Copy each of the records below word for word, changing nothing.

-- Start Data --

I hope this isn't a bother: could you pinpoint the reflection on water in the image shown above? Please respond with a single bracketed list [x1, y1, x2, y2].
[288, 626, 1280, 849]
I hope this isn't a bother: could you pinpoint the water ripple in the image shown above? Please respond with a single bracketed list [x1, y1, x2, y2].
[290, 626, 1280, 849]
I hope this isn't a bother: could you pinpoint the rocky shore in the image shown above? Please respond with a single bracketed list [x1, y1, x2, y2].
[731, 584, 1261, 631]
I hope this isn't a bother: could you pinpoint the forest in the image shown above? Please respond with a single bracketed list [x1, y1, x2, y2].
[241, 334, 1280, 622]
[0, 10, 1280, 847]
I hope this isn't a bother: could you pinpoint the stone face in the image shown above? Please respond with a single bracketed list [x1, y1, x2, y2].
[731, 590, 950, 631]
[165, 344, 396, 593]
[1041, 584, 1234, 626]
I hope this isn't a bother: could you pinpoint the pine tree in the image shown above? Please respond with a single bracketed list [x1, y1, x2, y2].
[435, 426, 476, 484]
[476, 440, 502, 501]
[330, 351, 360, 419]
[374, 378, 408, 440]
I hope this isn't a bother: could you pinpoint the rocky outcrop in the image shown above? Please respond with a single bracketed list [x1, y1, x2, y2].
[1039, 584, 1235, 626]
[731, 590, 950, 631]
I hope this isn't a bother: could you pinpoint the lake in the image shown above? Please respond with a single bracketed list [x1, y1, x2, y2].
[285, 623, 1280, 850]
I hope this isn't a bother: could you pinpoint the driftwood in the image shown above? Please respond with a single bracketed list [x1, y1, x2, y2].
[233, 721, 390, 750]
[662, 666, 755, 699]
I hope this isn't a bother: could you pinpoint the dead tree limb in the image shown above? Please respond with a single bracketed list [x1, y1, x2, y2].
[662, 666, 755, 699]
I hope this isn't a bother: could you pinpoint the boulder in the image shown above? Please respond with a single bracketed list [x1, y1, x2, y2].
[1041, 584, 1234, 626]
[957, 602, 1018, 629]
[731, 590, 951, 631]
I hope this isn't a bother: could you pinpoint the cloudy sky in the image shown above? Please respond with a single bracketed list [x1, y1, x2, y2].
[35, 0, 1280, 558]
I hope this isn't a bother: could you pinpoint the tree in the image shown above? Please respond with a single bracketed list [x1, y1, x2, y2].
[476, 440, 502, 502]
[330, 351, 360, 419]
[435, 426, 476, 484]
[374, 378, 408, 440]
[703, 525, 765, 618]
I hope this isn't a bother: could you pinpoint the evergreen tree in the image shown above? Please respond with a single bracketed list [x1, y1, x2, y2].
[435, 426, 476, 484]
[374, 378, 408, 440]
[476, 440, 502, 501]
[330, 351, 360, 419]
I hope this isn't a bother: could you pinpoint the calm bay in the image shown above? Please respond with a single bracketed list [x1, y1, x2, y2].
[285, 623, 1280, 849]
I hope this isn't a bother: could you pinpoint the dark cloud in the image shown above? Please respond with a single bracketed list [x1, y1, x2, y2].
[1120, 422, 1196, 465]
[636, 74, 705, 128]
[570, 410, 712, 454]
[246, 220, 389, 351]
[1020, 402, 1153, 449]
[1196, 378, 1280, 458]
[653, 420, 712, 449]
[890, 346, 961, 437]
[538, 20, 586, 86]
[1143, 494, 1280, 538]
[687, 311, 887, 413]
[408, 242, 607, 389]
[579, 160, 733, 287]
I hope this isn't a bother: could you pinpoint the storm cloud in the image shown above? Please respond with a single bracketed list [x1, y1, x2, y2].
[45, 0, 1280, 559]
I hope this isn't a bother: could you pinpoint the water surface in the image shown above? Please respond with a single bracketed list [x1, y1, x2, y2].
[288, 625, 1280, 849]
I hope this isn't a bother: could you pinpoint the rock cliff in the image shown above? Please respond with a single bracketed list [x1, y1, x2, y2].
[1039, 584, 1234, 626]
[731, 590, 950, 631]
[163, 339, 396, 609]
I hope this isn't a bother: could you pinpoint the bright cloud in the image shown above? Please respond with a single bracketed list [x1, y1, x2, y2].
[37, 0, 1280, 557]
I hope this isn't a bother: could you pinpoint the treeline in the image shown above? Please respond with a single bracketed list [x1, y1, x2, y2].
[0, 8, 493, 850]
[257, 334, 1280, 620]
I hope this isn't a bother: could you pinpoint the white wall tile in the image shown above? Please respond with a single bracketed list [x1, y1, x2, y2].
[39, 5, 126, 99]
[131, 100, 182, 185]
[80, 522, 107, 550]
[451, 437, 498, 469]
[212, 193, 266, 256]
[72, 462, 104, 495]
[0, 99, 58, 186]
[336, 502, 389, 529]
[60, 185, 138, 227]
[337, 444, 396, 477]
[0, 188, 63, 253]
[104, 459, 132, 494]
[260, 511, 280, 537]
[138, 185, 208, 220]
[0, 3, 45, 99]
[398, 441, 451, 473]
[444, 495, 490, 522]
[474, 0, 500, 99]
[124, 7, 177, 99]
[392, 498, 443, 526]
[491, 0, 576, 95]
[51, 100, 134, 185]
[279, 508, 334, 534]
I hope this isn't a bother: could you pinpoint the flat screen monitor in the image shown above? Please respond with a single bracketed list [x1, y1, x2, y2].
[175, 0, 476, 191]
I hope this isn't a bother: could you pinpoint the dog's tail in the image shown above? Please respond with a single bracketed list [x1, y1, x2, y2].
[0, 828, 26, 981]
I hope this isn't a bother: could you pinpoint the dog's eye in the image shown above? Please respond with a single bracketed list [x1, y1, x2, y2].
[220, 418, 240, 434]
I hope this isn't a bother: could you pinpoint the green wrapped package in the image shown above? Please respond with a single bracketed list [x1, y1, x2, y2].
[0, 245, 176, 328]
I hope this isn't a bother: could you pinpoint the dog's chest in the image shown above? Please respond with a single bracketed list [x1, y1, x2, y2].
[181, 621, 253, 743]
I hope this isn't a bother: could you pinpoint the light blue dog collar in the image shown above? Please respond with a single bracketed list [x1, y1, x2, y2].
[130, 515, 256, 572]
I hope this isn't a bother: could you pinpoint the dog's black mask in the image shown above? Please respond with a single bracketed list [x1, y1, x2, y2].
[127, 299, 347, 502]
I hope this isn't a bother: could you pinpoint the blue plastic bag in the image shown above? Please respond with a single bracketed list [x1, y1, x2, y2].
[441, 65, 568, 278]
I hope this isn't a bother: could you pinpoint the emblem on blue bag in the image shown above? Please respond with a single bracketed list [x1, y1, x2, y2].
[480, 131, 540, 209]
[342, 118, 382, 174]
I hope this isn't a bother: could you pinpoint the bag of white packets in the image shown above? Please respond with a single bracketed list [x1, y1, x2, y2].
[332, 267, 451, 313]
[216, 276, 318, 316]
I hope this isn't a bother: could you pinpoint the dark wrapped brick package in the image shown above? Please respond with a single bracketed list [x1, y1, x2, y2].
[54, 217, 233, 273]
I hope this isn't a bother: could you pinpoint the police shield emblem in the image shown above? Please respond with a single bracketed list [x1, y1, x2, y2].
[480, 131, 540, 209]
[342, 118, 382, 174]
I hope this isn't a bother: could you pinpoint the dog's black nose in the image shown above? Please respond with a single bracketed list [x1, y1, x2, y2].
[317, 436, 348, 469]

-- End Data --

## Solution to the exercise
I hope this isn't a bother: could you pinpoint the reflection on water in the image shown above? Please respond with a single bracketed list [x1, y1, x2, y2].
[288, 626, 1280, 849]
I hope this isn't a bother: could you pinpoint the water ripple in the image shown above? Please respond with a single bracketed list [x1, y1, x2, y2].
[290, 626, 1280, 849]
I hope this isn't a bother: could you pinpoint the rocky shore in the image shown above? Please respond with a single bracketed list [x1, y1, x2, y2].
[731, 584, 1261, 631]
I hope this isn't a bother: could you pinpoint the forest in the image shown above? Please respond with a single bracketed list [x1, y1, x2, y2].
[241, 334, 1280, 622]
[0, 10, 1280, 847]
I hope this isn't a bother: could you pinpoint the stone face in the image shown above? Please respond with a single bracketed list [x1, y1, x2, y2].
[731, 590, 950, 631]
[165, 344, 396, 593]
[1041, 584, 1234, 626]
I hope this isn't a bother: could you pinpoint the pine tree in the image shown above? Please respond with a single bracketed list [x1, y1, x2, y2].
[435, 426, 476, 484]
[476, 440, 502, 501]
[330, 351, 360, 419]
[374, 378, 408, 440]
I hope this isn't a bother: could you pinpoint the rocky outcrop in the image shown above? Please respond with a single bracketed list [x1, y1, x2, y2].
[1039, 584, 1235, 626]
[731, 590, 950, 631]
I hope this isn't a bother: could you pinpoint the lake in the image shown above? Please respond with a single bracketed list [x1, y1, x2, y2].
[285, 623, 1280, 850]
I hope this isn't a bother: could you pinpoint the driftwood in the image shown above? Please respond with a single bracketed list [x1, y1, x2, y2].
[233, 721, 390, 750]
[662, 666, 755, 699]
I hope this isn't a bother: could you pinpoint the dead tree limb in the image shown above? Please respond with a single bracketed list [x1, y1, x2, y2].
[662, 666, 755, 699]
I hope this isn't a bother: could you pinpoint the boulder in the image shown above? Please respond with a single bracketed list [x1, y1, x2, y2].
[1041, 584, 1234, 626]
[957, 602, 1018, 629]
[731, 590, 951, 631]
I hope this isn't a bother: could you pinpoint the cloudy sky in the image shown above? Please respond with a single bracketed list [x1, y1, x2, y2].
[35, 0, 1280, 558]
I hope this isn't a bother: could you pinpoint the tree in the image shown above? Please respond with a single bracketed list [x1, y1, x2, y2].
[476, 440, 502, 502]
[330, 351, 360, 419]
[435, 426, 476, 484]
[374, 378, 408, 440]
[703, 525, 765, 618]
I hope this isn't a bother: could you pinpoint the evergreen tree in the image shown above? Please respond with a single bracketed list [x1, y1, x2, y2].
[435, 426, 476, 484]
[374, 378, 408, 440]
[476, 440, 502, 501]
[330, 351, 360, 419]
I hope this isn't a bother: could you pinpoint the calm bay in the image shown above? Please respond with a single bracketed list [x1, y1, x2, y2].
[285, 623, 1280, 849]
I hope this isn't a bother: could you pinpoint the dark cloud in the image shown above? Please respond with a single bracketed list [x1, y1, x2, y2].
[1120, 422, 1196, 465]
[636, 74, 705, 128]
[570, 410, 712, 454]
[246, 220, 389, 351]
[1020, 402, 1153, 449]
[1196, 378, 1280, 458]
[653, 420, 712, 449]
[890, 346, 961, 437]
[538, 20, 586, 86]
[1143, 494, 1280, 538]
[687, 311, 887, 413]
[408, 242, 607, 389]
[579, 160, 733, 287]
I hope this isn't a bother: could you pinpoint the storm cloud in the image shown above? Please respond with a single bracketed list [x1, y1, x2, y2].
[45, 0, 1280, 559]
I hope this isn't a bother: could you pinpoint the water surface in the image shown above? Please respond with a single bracketed list [x1, y1, x2, y2].
[288, 625, 1280, 849]
I hope this isn't a bother: could you pinpoint the rock cliff in the image shown above? Please respond with a single bracketed list [x1, y1, x2, y2].
[1039, 584, 1234, 626]
[731, 590, 950, 631]
[163, 339, 396, 609]
I hope this isn't a bother: could you pinpoint the bright cloud in the image shown above? Please respond with a single bracketed list [x1, y1, x2, y2].
[37, 0, 1280, 557]
I hope this isn't a bother: could you pinpoint the treeline in the image shown above? Please respond with a single bracketed list [x1, y1, x2, y2].
[0, 8, 493, 850]
[257, 334, 1280, 620]
I hope this isn't a bother: could you pinpoint the white wall tile in the image shown above? Please respond with a single bracketed list [x1, y1, x2, y2].
[39, 5, 126, 99]
[131, 100, 182, 185]
[80, 522, 107, 550]
[451, 437, 498, 469]
[212, 193, 266, 256]
[72, 462, 104, 495]
[0, 99, 58, 186]
[336, 502, 389, 529]
[60, 185, 138, 227]
[337, 444, 396, 477]
[0, 188, 63, 253]
[104, 459, 132, 494]
[260, 511, 280, 537]
[138, 185, 208, 220]
[0, 3, 45, 99]
[398, 441, 451, 473]
[444, 495, 490, 522]
[474, 0, 500, 99]
[124, 7, 177, 99]
[392, 498, 443, 526]
[491, 0, 576, 95]
[51, 100, 134, 185]
[279, 508, 334, 534]
I hope this isn't a bother: could you pinpoint the flat screen monitor in the image shown above? Please respond with a single bracketed list [x1, y1, x2, y2].
[175, 0, 476, 191]
I hope this isn't a bother: could you pinpoint the dog's tail in the image shown above? Please respond with a single bracketed list [x1, y1, x2, y2].
[0, 828, 26, 981]
I hope this isn't a bother: could you pinpoint the dog's eye in the image shown above? Please respond with a single bracketed list [x1, y1, x2, y2].
[220, 418, 240, 434]
I hope this isn't a bother: could you pinpoint the green wrapped package in the image shown above? Please respond with a single bracketed list [x1, y1, x2, y2].
[0, 245, 176, 328]
I hope this isn't a bother: could you pinpoint the dog's chest in the image shown above? Please respond with a single bracketed list [x1, y1, x2, y2].
[181, 621, 253, 743]
I hope this isn't a bother: could you pinpoint the light blue dog collar in the image shown above? Please respond with a single bracketed list [x1, y1, x2, y2].
[130, 515, 256, 572]
I hope this isn't a bother: could you pinpoint the dog's black mask in the image shown above? Please respond with a single bracketed list [x1, y1, x2, y2].
[127, 299, 347, 502]
I hope this isn't a bother: could you pinpoint the blue plastic bag in the image shown above? Please respond with a single bracketed list [x1, y1, x2, y2].
[441, 65, 568, 278]
I hope this isn't a bother: could you pinpoint the emblem on blue bag in the image shown above? Please respond with a single bracketed list [x1, y1, x2, y2].
[480, 131, 540, 209]
[342, 118, 382, 174]
I hope this isn't a bother: could you pinpoint the bag of white packets in the image shown above? Please respond with a single bracketed list [x1, y1, x2, y2].
[332, 267, 451, 313]
[216, 276, 318, 316]
I hope this isn't a bother: could you pinpoint the dark wrapped brick package in the image shown above? Please respond with a single bracketed list [x1, y1, x2, y2].
[54, 217, 233, 273]
I hope this isn't a bother: could you pinpoint the police shield emblem in the image shown above? Please respond with a single bracketed list [x1, y1, x2, y2].
[480, 131, 540, 209]
[342, 118, 382, 174]
I hope this isn't a bother: could you pinpoint the dog's black nose in the image shown above? Please respond with a single bracketed list [x1, y1, x2, y2].
[317, 436, 348, 469]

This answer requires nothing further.